* _Written request_:
Exactly reproduce each line of the listing that follows.

* _Records for this exercise_:
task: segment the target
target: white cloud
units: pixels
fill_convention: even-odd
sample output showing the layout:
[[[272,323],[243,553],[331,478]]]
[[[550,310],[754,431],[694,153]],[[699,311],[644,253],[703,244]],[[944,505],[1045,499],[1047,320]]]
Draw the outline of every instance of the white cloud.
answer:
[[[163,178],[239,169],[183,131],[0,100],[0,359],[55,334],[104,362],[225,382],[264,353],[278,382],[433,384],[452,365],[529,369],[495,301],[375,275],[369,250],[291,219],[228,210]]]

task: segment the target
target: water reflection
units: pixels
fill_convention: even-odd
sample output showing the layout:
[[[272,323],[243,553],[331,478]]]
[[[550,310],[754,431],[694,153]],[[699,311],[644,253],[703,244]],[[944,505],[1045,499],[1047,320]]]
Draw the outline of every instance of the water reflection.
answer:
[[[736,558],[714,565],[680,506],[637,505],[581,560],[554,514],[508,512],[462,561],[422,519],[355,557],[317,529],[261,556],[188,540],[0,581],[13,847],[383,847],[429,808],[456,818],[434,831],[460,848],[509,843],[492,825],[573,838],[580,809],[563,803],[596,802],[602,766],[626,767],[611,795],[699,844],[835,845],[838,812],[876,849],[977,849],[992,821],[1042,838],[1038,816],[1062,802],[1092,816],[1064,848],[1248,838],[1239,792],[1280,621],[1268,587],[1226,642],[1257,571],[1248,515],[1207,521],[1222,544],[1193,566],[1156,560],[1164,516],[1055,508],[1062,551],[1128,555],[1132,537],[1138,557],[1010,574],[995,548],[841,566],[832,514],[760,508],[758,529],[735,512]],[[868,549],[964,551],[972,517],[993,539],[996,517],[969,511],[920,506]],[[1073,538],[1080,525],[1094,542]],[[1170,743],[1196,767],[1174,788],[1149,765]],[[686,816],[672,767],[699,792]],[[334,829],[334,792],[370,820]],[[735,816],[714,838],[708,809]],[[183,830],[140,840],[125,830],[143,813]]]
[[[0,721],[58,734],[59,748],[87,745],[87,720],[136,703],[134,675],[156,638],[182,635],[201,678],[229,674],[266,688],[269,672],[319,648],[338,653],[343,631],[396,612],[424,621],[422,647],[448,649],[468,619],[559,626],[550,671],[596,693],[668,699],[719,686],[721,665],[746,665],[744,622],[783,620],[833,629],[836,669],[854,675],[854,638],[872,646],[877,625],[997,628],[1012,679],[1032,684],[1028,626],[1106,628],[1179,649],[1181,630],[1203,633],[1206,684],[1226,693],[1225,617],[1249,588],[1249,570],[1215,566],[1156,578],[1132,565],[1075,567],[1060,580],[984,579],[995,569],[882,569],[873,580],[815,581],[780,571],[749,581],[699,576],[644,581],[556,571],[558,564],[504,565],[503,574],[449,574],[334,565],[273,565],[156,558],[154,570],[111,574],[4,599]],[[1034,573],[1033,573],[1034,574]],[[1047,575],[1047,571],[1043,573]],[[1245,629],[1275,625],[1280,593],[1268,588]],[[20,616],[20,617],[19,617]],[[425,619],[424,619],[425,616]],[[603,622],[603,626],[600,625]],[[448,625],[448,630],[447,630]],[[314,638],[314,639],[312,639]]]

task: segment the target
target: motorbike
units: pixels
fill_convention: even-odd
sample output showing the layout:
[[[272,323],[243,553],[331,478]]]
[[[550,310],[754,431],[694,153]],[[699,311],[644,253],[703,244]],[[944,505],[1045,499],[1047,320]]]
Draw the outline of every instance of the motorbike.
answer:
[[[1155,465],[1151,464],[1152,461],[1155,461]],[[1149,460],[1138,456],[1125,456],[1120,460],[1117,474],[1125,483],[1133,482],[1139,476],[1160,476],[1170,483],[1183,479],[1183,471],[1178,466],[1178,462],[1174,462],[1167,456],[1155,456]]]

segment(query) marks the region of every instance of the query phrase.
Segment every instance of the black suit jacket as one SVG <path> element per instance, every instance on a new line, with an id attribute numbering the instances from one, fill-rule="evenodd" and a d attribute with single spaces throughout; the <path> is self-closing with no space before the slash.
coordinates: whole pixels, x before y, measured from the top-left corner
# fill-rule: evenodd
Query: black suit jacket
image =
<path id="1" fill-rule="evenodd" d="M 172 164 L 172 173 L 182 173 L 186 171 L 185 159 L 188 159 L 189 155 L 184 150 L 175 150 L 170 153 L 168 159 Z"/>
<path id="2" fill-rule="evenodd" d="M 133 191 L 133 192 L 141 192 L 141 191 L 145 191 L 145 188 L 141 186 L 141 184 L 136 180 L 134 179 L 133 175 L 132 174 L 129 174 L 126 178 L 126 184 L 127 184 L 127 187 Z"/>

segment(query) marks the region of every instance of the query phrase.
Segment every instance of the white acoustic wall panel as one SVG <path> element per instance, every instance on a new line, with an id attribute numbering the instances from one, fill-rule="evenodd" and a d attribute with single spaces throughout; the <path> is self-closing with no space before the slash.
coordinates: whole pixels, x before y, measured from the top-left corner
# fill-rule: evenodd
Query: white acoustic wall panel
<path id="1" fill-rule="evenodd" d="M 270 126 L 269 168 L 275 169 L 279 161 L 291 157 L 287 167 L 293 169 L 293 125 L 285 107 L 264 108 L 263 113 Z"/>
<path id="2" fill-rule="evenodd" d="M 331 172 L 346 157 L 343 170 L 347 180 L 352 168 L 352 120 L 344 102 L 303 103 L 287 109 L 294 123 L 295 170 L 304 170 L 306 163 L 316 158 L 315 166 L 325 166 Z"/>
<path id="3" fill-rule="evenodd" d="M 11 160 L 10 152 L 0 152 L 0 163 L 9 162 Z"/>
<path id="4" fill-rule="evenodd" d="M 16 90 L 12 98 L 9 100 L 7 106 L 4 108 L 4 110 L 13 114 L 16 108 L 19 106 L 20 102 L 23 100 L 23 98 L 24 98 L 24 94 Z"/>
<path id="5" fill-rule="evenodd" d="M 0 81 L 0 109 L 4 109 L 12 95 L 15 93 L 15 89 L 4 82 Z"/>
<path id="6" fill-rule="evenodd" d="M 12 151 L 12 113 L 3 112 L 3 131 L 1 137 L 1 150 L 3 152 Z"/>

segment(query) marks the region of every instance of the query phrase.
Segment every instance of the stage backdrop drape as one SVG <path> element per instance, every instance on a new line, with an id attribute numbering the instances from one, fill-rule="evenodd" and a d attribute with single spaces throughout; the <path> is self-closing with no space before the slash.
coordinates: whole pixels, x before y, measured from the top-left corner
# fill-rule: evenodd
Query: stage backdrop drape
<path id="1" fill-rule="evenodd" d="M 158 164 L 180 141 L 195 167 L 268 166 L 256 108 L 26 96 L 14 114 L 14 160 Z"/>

* _Exercise output_:
task: segment the target
target: white cloud
units: pixels
fill_convention: even-odd
sample output showing the layout:
[[[272,323],[243,553],[331,478]]]
[[[550,310],[754,431],[694,153]],[[699,311],[644,253],[703,244]],[[944,505],[1045,499],[1047,320]]]
Draw the outline of every instance of the white cloud.
answer:
[[[163,178],[239,169],[183,131],[0,100],[0,359],[55,334],[104,362],[225,382],[264,353],[278,382],[433,384],[452,365],[529,369],[495,301],[375,275],[369,250],[291,219],[228,210]]]

task: segment the target
target: water reflection
units: pixels
fill_convention: even-odd
sample output showing the layout:
[[[272,323],[243,553],[331,478]]]
[[[550,310],[754,431],[694,153]],[[699,311],[644,253],[703,244]],[[944,505],[1045,499],[1047,320]]]
Draw the outline of every instance of the water reflection.
answer:
[[[736,558],[714,565],[680,506],[637,505],[581,560],[554,514],[508,512],[462,561],[422,519],[355,557],[317,529],[261,556],[188,540],[0,581],[13,847],[383,847],[429,808],[456,818],[434,831],[460,848],[509,843],[492,825],[573,838],[580,809],[563,803],[596,802],[602,766],[626,767],[611,795],[699,844],[835,845],[838,812],[876,849],[977,849],[992,821],[1042,838],[1038,816],[1062,802],[1092,816],[1064,848],[1248,838],[1239,792],[1280,621],[1268,587],[1226,642],[1257,571],[1248,515],[1207,521],[1222,544],[1193,566],[1156,560],[1164,516],[1055,508],[1062,551],[1128,555],[1132,537],[1138,557],[1010,574],[995,548],[841,566],[832,514],[760,508],[758,529],[735,512]],[[868,549],[964,551],[972,517],[993,539],[996,517],[969,511],[920,506]],[[1073,538],[1080,525],[1094,542]],[[1170,743],[1196,767],[1174,788],[1149,765]],[[686,816],[672,767],[699,792]],[[334,829],[334,792],[370,820]],[[735,816],[714,838],[708,809]],[[183,830],[140,840],[125,830],[143,813]]]
[[[0,721],[58,734],[59,748],[87,745],[87,720],[136,703],[134,675],[156,638],[182,635],[201,678],[229,674],[266,688],[269,672],[319,648],[338,653],[343,631],[396,612],[424,621],[422,647],[448,649],[468,619],[559,626],[550,671],[596,693],[668,699],[719,686],[721,665],[746,665],[744,622],[783,620],[833,629],[836,669],[854,675],[854,638],[872,646],[877,625],[997,628],[1012,679],[1032,684],[1028,626],[1106,628],[1179,649],[1181,630],[1203,633],[1206,684],[1226,693],[1225,617],[1249,588],[1249,570],[1215,566],[1156,578],[1132,565],[1075,567],[1060,580],[984,579],[995,569],[882,569],[873,580],[815,581],[780,571],[749,581],[699,576],[644,581],[556,571],[558,564],[504,565],[503,574],[449,574],[334,565],[273,565],[156,558],[154,570],[111,574],[4,599]],[[1034,573],[1033,573],[1034,574]],[[1047,575],[1047,571],[1043,573]],[[1245,629],[1275,625],[1280,593],[1268,588]],[[20,616],[20,617],[19,617]],[[425,619],[424,619],[425,616]],[[603,622],[603,626],[600,625]],[[448,625],[448,630],[447,630]],[[314,638],[314,639],[312,639]]]

task: segment the target
target: motorbike
units: pixels
fill_convention: even-odd
sample output showing the layout:
[[[272,323],[243,553],[331,478]]]
[[[550,310],[754,431],[694,153]],[[699,311],[644,253],[703,244]],[[944,505],[1045,499],[1047,320]]]
Draw the outline of every instance of the motorbike.
answer:
[[[1155,465],[1151,464],[1152,461],[1155,461]],[[1149,460],[1138,456],[1125,456],[1120,460],[1117,474],[1125,483],[1133,482],[1139,476],[1160,476],[1170,483],[1183,479],[1183,471],[1178,466],[1178,462],[1174,462],[1167,456],[1155,456]]]

segment(query) marks the region of every instance of the query phrase.
Segment every instance of the black suit jacket as one SVG <path> element per instance, every instance on a new line, with an id attribute numbering the instances from one, fill-rule="evenodd" and a d attribute with single spaces throughout; the <path> is self-closing with no space before the slash.
coordinates: whole pixels, x before y, measured from the top-left corner
# fill-rule: evenodd
Query: black suit jacket
image =
<path id="1" fill-rule="evenodd" d="M 172 164 L 172 173 L 182 173 L 186 171 L 185 159 L 188 159 L 189 155 L 184 150 L 175 150 L 170 153 L 168 159 Z"/>
<path id="2" fill-rule="evenodd" d="M 133 191 L 133 192 L 141 192 L 141 191 L 145 191 L 145 188 L 141 186 L 141 184 L 136 180 L 134 179 L 133 175 L 132 174 L 129 174 L 126 178 L 126 184 L 127 184 L 127 187 Z"/>

segment(query) marks the region of every instance of the query phrase.
Segment every instance of the white acoustic wall panel as one SVG <path> element per instance, every instance on a new line, with an id attribute numbering the instances from one, fill-rule="evenodd" and a d attribute with single spaces throughout; the <path> is self-closing with no space before the slash.
coordinates: whole pixels, x before y, measured from the top-left corner
# fill-rule: evenodd
Query: white acoustic wall panel
<path id="1" fill-rule="evenodd" d="M 270 126 L 269 168 L 275 169 L 279 161 L 291 157 L 287 167 L 293 169 L 293 125 L 285 107 L 264 108 L 263 113 Z"/>
<path id="2" fill-rule="evenodd" d="M 331 172 L 346 157 L 343 170 L 347 180 L 352 168 L 352 120 L 344 102 L 303 103 L 287 109 L 294 123 L 295 170 L 304 170 L 306 163 L 316 158 L 315 166 L 325 166 Z"/>
<path id="3" fill-rule="evenodd" d="M 11 160 L 10 152 L 0 152 L 0 163 L 9 162 Z"/>
<path id="4" fill-rule="evenodd" d="M 16 90 L 12 98 L 9 100 L 7 106 L 4 108 L 4 110 L 13 114 L 16 108 L 19 106 L 20 102 L 23 100 L 23 98 L 24 98 L 24 94 Z"/>
<path id="5" fill-rule="evenodd" d="M 0 81 L 0 109 L 4 109 L 12 95 L 15 93 L 15 89 L 4 82 Z"/>
<path id="6" fill-rule="evenodd" d="M 12 151 L 12 113 L 3 112 L 3 131 L 1 137 L 1 150 L 3 152 Z"/>

segment(query) marks the region of every instance of the query phrase.
Segment every instance of the stage backdrop drape as one SVG <path> element per instance, every instance on a new line, with an id attribute numbering the instances from one, fill-rule="evenodd" and a d attribute with single spaces throughout; the <path> is self-closing with no space before the slash.
coordinates: whole pixels, x before y, measured from the top-left corner
# fill-rule: evenodd
Query: stage backdrop drape
<path id="1" fill-rule="evenodd" d="M 158 164 L 180 141 L 195 167 L 268 166 L 256 108 L 26 96 L 14 114 L 14 160 Z"/>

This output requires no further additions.